SOURCE TEXT Start Marker
Alejandro Donatti

Personal information
- Full name: Alejandro César Donatti
- Date of birth: 24 October 1986 (age 38)
- Place of birth: Rafaela, Argentina
- Height: 1.92 m (6 ft 4 in)
- Position(s): Centre-back

Youth career
- 2000–2004: 9 de Julio

Senior career*
- Years: Team / Apps / (Gls)
- 2004–2007: 9 de Julio / 0 / (0)
- 2006: → San Lorenzo (loan) / 0 / (0)
- 2006: → Genoa (loan) / 0 / (0)
- 2006: → Tiro Federal (loan) / 0 / (0)
- 2007–2008: Libertad de Sunchales / 0 / (0)
- 2008–2013: Boca Unidos / 69 / (4)
- 2012–2013: → Tigre (loan) / 25 / (4)
- 2013–2016: Rosario Central / 90 / (7)
- 2016–2017: Flamengo / 2 / (0)
- 2017–2018: Club Tijuana / 13 / (0)
- 2018–2020: Racing / 44 / (4)
- 2020–2022: San Lorenzo / 31 / (0)

= Alejandro Donatti =

Argentine footballer (born 1986)

Alejandro César Donatti (born 24 October 1986) is an Argentine footballer who plays as a centre-back.

== Career ==

=== Tigre ===
Donatti played in 2012–13 season on loan for Tigre and was a member of the campaign in the 2012 Copa Sudamericana in which the club finished as runners-up.

=== Flamengo ===
Donatti was signed by Flamengo on a three-year contract on 6 July 2016. On 31 July 2016 Donatti debuted for his new club replacing injured Juan on the 55th minute, Flamengo won Coritiba 2–0. His first match as a starter was on 24 August 2016 playing in the Copa Sudamericana match against Figueirense, Donatti didn't have a good match, including an error in one of the goals that Flamengo suffered, his team lost 4–2 in Estádio Orlando Scarpelli.
SOURCE TEXT End Marker
• EXERCISE BRIEF
Please summarize the Alejandro Donatti article above in two sentences.
SOURCE MATERIAL Start Marker
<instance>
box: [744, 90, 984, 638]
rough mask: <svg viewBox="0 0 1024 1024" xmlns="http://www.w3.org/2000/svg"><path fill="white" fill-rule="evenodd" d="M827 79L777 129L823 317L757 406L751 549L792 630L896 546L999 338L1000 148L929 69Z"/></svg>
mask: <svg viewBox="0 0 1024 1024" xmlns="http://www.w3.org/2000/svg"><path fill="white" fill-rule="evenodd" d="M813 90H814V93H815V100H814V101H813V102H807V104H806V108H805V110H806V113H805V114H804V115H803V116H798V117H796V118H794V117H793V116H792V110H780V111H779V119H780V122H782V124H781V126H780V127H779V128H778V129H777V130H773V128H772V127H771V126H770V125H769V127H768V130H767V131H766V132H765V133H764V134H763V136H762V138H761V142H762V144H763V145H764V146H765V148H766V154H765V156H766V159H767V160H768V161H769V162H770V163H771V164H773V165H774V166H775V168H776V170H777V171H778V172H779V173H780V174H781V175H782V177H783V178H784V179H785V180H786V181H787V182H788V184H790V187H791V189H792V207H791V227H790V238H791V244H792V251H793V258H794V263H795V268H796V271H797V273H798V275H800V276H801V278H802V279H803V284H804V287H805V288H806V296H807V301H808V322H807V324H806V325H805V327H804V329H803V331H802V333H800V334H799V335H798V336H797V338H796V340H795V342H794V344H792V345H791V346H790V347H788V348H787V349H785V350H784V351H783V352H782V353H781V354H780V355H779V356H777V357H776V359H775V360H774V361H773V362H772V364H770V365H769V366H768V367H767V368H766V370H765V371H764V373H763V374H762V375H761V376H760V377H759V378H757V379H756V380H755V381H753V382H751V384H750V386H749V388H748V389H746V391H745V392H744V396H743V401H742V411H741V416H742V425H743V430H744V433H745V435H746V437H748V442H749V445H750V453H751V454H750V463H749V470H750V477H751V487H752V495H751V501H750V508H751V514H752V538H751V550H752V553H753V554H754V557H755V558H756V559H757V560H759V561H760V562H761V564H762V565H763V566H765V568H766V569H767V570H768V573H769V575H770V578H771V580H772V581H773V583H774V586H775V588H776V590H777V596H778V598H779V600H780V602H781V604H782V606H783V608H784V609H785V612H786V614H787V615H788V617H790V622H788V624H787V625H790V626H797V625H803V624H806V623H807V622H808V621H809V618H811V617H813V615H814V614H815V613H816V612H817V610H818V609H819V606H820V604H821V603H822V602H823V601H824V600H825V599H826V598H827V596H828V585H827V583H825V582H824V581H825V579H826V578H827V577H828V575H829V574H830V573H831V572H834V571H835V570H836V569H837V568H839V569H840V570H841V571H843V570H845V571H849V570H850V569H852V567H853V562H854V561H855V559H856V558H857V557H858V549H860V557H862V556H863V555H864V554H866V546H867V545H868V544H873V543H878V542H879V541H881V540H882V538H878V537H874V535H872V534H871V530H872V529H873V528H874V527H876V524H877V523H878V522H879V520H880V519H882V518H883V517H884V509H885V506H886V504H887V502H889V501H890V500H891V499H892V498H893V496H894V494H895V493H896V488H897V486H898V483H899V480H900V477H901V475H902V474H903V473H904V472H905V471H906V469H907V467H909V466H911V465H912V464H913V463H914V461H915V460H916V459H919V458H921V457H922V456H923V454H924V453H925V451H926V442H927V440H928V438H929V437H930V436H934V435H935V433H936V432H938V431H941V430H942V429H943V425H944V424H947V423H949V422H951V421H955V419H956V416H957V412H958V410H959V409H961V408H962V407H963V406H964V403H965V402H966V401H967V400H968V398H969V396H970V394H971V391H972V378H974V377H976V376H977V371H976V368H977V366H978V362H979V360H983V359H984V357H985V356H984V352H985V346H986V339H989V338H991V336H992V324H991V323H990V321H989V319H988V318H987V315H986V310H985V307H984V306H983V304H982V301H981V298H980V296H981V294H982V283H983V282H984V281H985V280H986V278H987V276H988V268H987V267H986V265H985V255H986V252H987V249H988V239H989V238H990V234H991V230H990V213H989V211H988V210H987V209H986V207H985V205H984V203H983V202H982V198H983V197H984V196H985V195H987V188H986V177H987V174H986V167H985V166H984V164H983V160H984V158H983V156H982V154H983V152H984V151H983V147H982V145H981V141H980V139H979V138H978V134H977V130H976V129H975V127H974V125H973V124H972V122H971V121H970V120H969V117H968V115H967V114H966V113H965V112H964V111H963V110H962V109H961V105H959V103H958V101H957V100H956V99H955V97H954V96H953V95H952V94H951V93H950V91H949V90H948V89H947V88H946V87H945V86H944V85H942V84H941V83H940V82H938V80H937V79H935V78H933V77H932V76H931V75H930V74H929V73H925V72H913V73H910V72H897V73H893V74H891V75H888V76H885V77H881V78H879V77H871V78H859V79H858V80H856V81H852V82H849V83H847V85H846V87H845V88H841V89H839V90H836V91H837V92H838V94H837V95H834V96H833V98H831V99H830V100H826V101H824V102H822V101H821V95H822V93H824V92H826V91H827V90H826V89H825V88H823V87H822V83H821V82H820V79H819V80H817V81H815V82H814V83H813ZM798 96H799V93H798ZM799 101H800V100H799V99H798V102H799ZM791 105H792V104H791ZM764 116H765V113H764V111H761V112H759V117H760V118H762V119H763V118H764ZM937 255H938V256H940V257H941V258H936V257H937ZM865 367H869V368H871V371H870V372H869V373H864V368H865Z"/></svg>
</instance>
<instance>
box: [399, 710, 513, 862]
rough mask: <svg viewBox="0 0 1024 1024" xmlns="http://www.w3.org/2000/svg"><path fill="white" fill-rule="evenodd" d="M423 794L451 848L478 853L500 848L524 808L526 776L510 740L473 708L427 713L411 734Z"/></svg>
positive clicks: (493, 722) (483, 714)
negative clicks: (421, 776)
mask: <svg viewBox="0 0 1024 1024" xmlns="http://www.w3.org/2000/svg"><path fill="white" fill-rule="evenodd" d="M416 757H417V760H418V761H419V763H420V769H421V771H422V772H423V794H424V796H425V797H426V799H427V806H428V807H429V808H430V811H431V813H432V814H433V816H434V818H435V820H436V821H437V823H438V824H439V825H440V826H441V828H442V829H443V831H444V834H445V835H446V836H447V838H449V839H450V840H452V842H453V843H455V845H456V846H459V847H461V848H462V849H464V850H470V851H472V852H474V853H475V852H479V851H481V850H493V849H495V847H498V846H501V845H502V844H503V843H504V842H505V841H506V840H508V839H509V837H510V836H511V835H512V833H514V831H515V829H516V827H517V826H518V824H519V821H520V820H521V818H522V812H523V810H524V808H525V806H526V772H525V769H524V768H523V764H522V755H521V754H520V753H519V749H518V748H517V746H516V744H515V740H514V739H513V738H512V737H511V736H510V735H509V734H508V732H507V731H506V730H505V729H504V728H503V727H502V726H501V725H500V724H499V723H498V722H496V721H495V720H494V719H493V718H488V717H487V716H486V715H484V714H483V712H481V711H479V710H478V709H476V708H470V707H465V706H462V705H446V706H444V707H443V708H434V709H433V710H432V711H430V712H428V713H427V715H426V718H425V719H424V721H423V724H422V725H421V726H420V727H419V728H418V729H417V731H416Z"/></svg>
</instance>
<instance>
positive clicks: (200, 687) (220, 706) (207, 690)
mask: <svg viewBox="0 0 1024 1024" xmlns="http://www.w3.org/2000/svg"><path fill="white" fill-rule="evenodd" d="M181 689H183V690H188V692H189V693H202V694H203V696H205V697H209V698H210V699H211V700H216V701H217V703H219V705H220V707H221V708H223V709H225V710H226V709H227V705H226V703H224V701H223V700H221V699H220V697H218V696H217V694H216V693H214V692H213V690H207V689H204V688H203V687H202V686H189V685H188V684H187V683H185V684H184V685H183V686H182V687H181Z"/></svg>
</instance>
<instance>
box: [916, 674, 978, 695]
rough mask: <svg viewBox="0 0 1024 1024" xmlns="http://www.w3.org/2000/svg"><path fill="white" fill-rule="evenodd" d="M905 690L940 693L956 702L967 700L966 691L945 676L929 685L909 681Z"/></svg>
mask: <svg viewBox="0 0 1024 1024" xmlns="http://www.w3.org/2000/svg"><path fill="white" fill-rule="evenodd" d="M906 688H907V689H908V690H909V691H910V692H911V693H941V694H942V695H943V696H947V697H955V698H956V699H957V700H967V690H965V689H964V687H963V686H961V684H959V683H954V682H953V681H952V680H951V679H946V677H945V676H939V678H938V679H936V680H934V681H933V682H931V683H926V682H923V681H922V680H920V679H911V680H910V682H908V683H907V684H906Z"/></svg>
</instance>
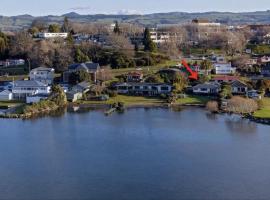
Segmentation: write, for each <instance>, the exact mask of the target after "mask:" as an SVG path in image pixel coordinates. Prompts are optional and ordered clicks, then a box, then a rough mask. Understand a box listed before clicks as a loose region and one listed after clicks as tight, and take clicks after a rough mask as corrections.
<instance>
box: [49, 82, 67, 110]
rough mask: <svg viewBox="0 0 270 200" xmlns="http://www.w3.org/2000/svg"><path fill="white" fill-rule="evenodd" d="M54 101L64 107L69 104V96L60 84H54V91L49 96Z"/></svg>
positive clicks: (54, 102)
mask: <svg viewBox="0 0 270 200" xmlns="http://www.w3.org/2000/svg"><path fill="white" fill-rule="evenodd" d="M49 100H51V101H52V102H54V103H55V104H56V105H57V106H59V107H63V106H65V105H66V104H67V97H66V94H65V92H64V90H63V89H62V88H61V86H59V85H53V86H52V93H51V96H50V98H49Z"/></svg>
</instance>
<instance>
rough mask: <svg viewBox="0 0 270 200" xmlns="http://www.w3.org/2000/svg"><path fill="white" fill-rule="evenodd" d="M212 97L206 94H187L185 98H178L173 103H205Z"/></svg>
mask: <svg viewBox="0 0 270 200" xmlns="http://www.w3.org/2000/svg"><path fill="white" fill-rule="evenodd" d="M211 99H212V98H211V97H207V96H198V95H187V97H186V98H179V99H177V100H176V102H175V103H174V104H175V105H206V103H207V102H208V101H210V100H211Z"/></svg>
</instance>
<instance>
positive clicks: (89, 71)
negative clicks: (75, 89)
mask: <svg viewBox="0 0 270 200" xmlns="http://www.w3.org/2000/svg"><path fill="white" fill-rule="evenodd" d="M80 70H83V71H85V72H87V73H89V74H90V76H91V80H92V81H93V82H97V76H98V73H101V72H102V69H101V67H100V65H99V64H98V63H92V62H86V63H76V64H72V65H70V66H69V67H68V71H66V72H64V73H63V81H64V82H65V83H67V82H69V77H70V75H71V74H72V73H74V72H78V71H80Z"/></svg>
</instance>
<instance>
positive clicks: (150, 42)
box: [143, 28, 157, 52]
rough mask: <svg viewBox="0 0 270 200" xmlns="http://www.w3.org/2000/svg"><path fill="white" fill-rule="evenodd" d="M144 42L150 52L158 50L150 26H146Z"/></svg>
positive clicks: (147, 49)
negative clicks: (154, 41)
mask: <svg viewBox="0 0 270 200" xmlns="http://www.w3.org/2000/svg"><path fill="white" fill-rule="evenodd" d="M143 44H144V51H149V52H156V51H157V46H156V44H155V43H154V42H153V40H152V39H151V34H150V30H149V28H146V29H145V31H144V38H143Z"/></svg>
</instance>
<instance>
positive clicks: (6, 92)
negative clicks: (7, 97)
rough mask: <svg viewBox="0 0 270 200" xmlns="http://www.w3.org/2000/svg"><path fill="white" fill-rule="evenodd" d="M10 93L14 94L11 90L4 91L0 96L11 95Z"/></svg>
mask: <svg viewBox="0 0 270 200" xmlns="http://www.w3.org/2000/svg"><path fill="white" fill-rule="evenodd" d="M10 93H12V92H10V91H9V90H3V91H1V92H0V95H9V94H10Z"/></svg>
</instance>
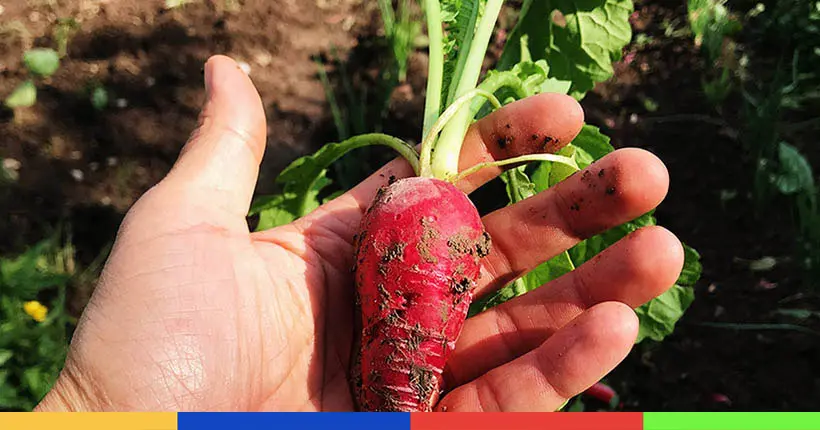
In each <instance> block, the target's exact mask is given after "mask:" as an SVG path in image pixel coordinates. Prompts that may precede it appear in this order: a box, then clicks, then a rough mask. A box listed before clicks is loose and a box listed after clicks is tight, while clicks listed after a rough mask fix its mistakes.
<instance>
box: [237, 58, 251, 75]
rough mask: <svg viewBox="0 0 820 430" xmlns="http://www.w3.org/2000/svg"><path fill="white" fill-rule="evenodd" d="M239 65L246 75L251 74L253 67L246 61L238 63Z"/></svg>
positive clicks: (238, 62) (240, 68) (240, 67)
mask: <svg viewBox="0 0 820 430" xmlns="http://www.w3.org/2000/svg"><path fill="white" fill-rule="evenodd" d="M237 64H238V65H239V68H240V69H242V71H243V72H245V74H246V75H250V74H251V65H250V64H248V63H247V62H245V61H238V62H237Z"/></svg>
SOURCE MATERIAL End Marker
• SOLUTION FOR THIS TASK
Alejandro César Donatti, born on 24 October 1986, is an Argentine footballer who plays as a centre-back. He played on loan for Tigre in the 2012–13 season, when the club finished as runners-up in the 2012 Copa Sudamericana, and he signed a three-year contract with Flamengo on 6 July 2016.